What is required ▸ Transcribe each line below without altering anything.

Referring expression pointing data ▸
####################

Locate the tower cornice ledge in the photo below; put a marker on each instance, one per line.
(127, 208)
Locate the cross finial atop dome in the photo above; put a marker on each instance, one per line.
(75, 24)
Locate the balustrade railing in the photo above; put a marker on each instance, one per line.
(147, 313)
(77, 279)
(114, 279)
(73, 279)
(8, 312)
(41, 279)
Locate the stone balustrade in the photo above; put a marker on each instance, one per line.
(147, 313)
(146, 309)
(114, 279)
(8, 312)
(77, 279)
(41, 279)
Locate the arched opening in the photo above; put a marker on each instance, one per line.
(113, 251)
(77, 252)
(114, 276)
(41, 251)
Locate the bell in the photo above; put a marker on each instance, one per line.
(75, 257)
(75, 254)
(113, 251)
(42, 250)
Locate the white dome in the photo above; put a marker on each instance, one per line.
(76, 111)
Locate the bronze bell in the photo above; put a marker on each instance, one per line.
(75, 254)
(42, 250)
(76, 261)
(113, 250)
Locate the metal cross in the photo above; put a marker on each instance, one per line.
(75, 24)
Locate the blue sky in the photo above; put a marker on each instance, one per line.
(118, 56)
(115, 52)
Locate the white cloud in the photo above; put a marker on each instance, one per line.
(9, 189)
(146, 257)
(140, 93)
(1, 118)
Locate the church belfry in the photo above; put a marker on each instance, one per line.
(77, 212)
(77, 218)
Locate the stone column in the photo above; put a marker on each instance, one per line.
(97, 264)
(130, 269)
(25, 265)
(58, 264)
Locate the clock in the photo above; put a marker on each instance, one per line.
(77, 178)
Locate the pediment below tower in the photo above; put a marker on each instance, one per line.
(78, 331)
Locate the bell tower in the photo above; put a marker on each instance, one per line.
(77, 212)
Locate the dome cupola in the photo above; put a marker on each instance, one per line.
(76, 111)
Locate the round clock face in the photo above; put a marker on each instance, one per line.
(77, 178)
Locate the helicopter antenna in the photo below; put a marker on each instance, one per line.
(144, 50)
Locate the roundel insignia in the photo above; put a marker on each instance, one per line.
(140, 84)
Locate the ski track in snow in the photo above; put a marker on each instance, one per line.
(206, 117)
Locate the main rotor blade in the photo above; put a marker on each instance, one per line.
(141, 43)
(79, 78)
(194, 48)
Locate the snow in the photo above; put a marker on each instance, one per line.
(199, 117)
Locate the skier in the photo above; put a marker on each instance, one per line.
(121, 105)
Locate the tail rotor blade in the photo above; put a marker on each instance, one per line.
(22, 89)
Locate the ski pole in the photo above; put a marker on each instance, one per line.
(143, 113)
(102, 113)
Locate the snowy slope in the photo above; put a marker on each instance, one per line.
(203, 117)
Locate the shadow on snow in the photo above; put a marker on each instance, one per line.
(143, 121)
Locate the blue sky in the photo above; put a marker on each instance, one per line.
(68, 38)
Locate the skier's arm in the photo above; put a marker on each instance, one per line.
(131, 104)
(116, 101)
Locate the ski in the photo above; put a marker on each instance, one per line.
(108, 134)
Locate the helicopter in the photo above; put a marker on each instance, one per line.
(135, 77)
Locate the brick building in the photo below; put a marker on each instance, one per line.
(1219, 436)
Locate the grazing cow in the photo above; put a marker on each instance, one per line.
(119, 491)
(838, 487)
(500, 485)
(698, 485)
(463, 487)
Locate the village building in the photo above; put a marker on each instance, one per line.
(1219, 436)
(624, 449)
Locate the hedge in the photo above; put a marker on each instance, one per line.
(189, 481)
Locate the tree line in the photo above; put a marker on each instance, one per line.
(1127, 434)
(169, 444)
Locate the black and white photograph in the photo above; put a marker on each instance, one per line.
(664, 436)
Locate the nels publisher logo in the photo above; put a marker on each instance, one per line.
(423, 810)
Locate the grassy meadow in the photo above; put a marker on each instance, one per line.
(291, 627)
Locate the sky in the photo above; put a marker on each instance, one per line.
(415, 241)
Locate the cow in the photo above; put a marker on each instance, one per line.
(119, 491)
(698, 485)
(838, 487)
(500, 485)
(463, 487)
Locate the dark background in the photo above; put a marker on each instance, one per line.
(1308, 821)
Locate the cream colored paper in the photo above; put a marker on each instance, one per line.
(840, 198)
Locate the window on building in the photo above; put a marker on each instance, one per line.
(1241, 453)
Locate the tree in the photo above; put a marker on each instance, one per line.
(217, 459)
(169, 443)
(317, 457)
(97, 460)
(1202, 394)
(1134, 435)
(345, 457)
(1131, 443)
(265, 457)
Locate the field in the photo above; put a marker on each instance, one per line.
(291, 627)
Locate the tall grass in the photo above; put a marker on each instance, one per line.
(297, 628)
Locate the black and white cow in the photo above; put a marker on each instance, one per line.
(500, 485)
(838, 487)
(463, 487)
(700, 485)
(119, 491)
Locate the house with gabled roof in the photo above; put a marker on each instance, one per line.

####################

Task output ▸
Locate the tower cornice ledge in the photo below; put a marker on each instance, one per line.
(127, 208)
Locate the cross finial atop dome in the photo above; put a marker on each instance, one per line.
(75, 24)
Locate the balustrade railing in the photo above; put a marker on each instance, one per line.
(147, 313)
(77, 279)
(114, 279)
(73, 279)
(8, 312)
(41, 279)
Locate the stone balustrade in the photo above; put a marker on each instance, one per line.
(147, 313)
(146, 309)
(114, 279)
(8, 312)
(77, 279)
(41, 279)
Locate the arched opening in the photo above; put a marker on each instance, one per line.
(113, 251)
(77, 252)
(114, 276)
(41, 251)
Locate the bell in the photo above; put a marker on each instance, one per line.
(75, 257)
(75, 254)
(113, 251)
(42, 250)
Locate the white dome in the photo above; put a marker on each instance, one per line.
(76, 111)
Locate the bronze bell in the photo above; put a marker on each instance, one per line.
(75, 254)
(42, 250)
(76, 261)
(113, 250)
Locate the metal cross in the photo above; put a marker on each instance, one per line.
(75, 24)
Locate the blue sky in the photo above; put a marker on each instance, one per line.
(118, 56)
(115, 52)
Locate the white cloud in the photo above; put a marker on each instance, one per line.
(9, 189)
(146, 257)
(140, 93)
(1, 118)
Locate the church belfry in the photo above; put a marker on each instance, one per line.
(77, 212)
(77, 218)
Locate the stone column in the photo above; put a marker on each instance, one per line.
(97, 264)
(130, 269)
(25, 265)
(58, 264)
Locate the clock in the photo above; put a marker on each instance, one per line.
(77, 178)
Locate the pediment below tower in the photo above; put a marker on each instance, one per line.
(78, 331)
Locate the bell tower in the photo above; put a marker on each instance, one per line.
(77, 212)
Locate the dome cupola in the photo above; put a marker on each instance, one per line.
(76, 111)
Locate the round clock face in the photo above; put a marker on each instance, one per line.
(77, 178)
Locate the helicopter antenna in the photo below; put a marker on each instance, one per line.
(144, 50)
Locate the roundel insignia in the photo above; put a marker on each instance, one per line.
(140, 84)
Locate the ski track in snow in the photo above; put a marker on each instance, one per line.
(206, 117)
Locate the main rotor blade in the photo above; put a marker on each instance, one per line.
(141, 43)
(79, 78)
(194, 48)
Locate the snow in the photo above; put a marker on each instance, one per line.
(199, 117)
Locate the skier in the photo above; put a marker on each instance, one per line.
(121, 105)
Locate the tail rotor blade in the photo above; put a marker on each instance, one per line.
(22, 89)
Locate the ski pole in the photo above; put a marker on each instance, one per line.
(143, 113)
(102, 113)
Locate the snowy slope in the photo above; put a marker on each instance, one per line.
(203, 117)
Locate the shadow on snow in the photo above; put a marker on each instance, one per line.
(143, 121)
Locate the blue sky in the photo above; put a marker on each instance, one per line.
(68, 38)
Locate the skier's arm in the photo above; put a marker on each instance, one per line.
(131, 104)
(116, 101)
Locate the ski in the photo above; put a marker on each instance, one per line.
(108, 134)
Locate the helicopter in the photo above; put a marker on each instance, one per line.
(135, 77)
Locate the brick building in the photo below; put a marker on each instance, one per line.
(1219, 436)
Locate the grazing cow in the photo above; put a marker on each instance, one per line.
(119, 491)
(838, 487)
(500, 485)
(698, 485)
(463, 487)
Locate the village building in the photo above; put a marker on each instance, one per line.
(1219, 436)
(624, 449)
Locate the hedge in the photo above; put a marker on each instance, one per line.
(189, 481)
Locate the tree line in the photo above; put a marker on each instance, one per line.
(1127, 434)
(169, 444)
Locate the black and white photograph in the photo above; put a marker on each instance, one per line.
(664, 436)
Locate the nels publisher logo in the photo above; put a marker on each instance, one per line.
(423, 810)
Locate the grassy meadow in the photo above; put a marker on each instance, one per line.
(291, 627)
Locate the sky in the photo above; put a marker on each instance, one per line.
(415, 241)
Locate the cow in the photo above; put a marker on each instance, one per line.
(119, 491)
(698, 485)
(838, 487)
(500, 485)
(463, 487)
Locate the dark background in the photo above; put a marker on each instance, one per line.
(1308, 821)
Locate the cream colored paper in the photo above; put a marker on each instance, one per line.
(840, 198)
Locate the window on building in the photo above; put a marker on each instance, one per line.
(1241, 453)
Locate the tree in the photo above; put a marker on each instance, one per line.
(217, 459)
(169, 443)
(317, 457)
(97, 460)
(1202, 394)
(1134, 435)
(345, 457)
(1131, 443)
(265, 457)
Locate the field in the photo above; put a marker on each instance, one per line.
(291, 627)
Locate the tall grass in the photo above; put a marker on each instance, one per line.
(297, 628)
Locate the black and white cow in the photo above; put a marker on each instance, one per line.
(500, 485)
(838, 487)
(463, 487)
(700, 485)
(119, 491)
Locate the house with gabled roof in the photo above; put a marker on each instance, one per line.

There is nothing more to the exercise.